## Task to carry out
Determine how many lines in the records below contain the string "building", matching case exactly. Reply with that number alone.

## Provided data
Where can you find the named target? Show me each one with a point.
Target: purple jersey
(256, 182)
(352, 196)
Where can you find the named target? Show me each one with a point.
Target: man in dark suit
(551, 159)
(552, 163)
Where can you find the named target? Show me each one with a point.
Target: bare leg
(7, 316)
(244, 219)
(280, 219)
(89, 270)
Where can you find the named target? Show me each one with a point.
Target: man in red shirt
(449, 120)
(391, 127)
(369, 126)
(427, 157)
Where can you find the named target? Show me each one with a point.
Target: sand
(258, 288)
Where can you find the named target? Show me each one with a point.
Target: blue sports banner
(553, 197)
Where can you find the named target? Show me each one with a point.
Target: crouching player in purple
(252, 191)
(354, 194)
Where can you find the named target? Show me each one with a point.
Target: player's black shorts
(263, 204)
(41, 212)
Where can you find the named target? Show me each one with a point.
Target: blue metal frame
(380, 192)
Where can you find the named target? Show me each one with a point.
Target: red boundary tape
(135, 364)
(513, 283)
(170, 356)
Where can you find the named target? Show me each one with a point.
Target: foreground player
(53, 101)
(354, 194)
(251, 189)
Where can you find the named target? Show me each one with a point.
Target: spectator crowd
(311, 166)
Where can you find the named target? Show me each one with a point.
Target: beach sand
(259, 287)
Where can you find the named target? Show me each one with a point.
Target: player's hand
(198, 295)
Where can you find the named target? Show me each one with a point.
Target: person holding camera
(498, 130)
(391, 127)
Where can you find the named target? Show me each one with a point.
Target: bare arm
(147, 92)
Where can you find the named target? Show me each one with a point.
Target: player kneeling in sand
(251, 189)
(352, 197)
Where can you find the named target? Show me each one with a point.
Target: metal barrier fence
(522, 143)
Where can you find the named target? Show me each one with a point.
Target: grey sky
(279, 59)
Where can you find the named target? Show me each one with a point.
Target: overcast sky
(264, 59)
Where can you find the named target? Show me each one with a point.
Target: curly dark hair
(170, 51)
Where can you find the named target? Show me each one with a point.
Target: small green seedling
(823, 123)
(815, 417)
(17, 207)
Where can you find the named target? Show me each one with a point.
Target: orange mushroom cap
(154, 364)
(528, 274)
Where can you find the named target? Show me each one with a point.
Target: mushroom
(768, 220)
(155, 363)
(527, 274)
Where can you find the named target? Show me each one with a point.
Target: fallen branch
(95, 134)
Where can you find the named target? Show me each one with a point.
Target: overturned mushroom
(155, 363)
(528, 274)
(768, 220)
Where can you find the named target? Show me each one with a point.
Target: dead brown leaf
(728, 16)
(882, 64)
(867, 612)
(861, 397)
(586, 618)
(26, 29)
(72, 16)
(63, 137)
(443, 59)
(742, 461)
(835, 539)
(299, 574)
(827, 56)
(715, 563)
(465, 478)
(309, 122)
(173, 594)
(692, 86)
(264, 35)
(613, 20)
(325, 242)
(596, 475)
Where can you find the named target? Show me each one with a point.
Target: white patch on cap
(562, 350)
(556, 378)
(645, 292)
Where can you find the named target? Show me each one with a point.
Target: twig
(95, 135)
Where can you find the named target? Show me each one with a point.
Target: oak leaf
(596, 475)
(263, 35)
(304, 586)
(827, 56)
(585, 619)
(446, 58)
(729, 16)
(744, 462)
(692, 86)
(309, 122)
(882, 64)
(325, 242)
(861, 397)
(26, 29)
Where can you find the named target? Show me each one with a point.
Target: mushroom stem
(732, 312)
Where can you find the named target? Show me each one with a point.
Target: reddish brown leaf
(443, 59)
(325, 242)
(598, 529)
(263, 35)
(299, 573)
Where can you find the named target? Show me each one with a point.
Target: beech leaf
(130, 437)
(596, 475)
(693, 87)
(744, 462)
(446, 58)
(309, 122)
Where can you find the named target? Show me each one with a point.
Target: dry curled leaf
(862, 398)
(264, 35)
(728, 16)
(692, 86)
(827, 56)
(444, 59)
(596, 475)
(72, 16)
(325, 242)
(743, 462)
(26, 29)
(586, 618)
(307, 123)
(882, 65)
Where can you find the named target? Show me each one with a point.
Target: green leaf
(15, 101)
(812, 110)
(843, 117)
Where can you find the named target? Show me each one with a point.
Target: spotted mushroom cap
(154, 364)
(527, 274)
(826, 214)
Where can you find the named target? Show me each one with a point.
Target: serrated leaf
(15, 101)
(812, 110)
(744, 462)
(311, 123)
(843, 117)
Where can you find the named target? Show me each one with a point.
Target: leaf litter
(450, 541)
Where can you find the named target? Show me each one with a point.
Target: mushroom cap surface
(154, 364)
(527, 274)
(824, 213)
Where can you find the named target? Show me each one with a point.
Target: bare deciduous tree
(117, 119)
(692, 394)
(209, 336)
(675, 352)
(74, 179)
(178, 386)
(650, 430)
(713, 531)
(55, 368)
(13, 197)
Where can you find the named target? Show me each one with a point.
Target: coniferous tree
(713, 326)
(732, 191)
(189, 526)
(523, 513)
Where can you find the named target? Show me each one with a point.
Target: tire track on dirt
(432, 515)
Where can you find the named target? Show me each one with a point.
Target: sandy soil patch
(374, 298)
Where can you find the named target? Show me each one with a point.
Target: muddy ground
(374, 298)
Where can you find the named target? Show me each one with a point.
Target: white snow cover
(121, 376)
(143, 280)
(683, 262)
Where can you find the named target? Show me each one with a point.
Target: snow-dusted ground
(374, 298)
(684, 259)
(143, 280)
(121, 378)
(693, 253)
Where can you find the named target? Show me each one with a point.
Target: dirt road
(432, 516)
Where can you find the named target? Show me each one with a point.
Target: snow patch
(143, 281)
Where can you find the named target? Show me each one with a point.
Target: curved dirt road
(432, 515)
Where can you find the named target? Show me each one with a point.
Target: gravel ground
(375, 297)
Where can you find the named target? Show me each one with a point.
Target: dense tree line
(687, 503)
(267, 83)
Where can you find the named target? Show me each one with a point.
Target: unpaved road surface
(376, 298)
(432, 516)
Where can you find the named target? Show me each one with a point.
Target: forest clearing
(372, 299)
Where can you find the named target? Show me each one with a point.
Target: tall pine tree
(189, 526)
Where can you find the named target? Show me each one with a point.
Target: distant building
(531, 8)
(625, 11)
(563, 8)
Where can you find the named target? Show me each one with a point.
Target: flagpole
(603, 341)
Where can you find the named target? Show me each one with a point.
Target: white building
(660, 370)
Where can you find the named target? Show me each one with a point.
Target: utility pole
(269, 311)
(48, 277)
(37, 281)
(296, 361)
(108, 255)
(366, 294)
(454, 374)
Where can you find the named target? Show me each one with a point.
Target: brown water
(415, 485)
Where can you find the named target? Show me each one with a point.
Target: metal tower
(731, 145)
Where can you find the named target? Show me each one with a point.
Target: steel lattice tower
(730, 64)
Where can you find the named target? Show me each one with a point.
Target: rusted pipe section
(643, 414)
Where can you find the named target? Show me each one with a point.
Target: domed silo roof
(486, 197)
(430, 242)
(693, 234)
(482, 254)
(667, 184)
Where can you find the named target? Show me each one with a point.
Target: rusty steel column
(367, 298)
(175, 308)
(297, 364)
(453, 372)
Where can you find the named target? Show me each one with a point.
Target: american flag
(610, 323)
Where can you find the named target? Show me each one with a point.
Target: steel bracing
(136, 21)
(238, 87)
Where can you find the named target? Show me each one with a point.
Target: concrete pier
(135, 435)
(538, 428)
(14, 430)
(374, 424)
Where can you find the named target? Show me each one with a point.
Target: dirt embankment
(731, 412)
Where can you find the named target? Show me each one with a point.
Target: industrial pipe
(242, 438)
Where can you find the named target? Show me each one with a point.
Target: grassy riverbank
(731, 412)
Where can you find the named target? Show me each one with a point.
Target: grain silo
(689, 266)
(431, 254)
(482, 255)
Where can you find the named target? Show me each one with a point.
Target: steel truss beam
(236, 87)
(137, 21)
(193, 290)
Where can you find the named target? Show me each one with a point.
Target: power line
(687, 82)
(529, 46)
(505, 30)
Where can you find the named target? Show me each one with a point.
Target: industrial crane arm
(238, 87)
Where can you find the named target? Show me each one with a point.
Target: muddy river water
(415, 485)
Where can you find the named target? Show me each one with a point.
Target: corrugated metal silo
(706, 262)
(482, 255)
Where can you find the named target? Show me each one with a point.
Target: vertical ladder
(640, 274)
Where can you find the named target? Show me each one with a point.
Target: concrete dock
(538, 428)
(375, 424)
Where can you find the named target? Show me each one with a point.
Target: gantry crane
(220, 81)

## Result below
2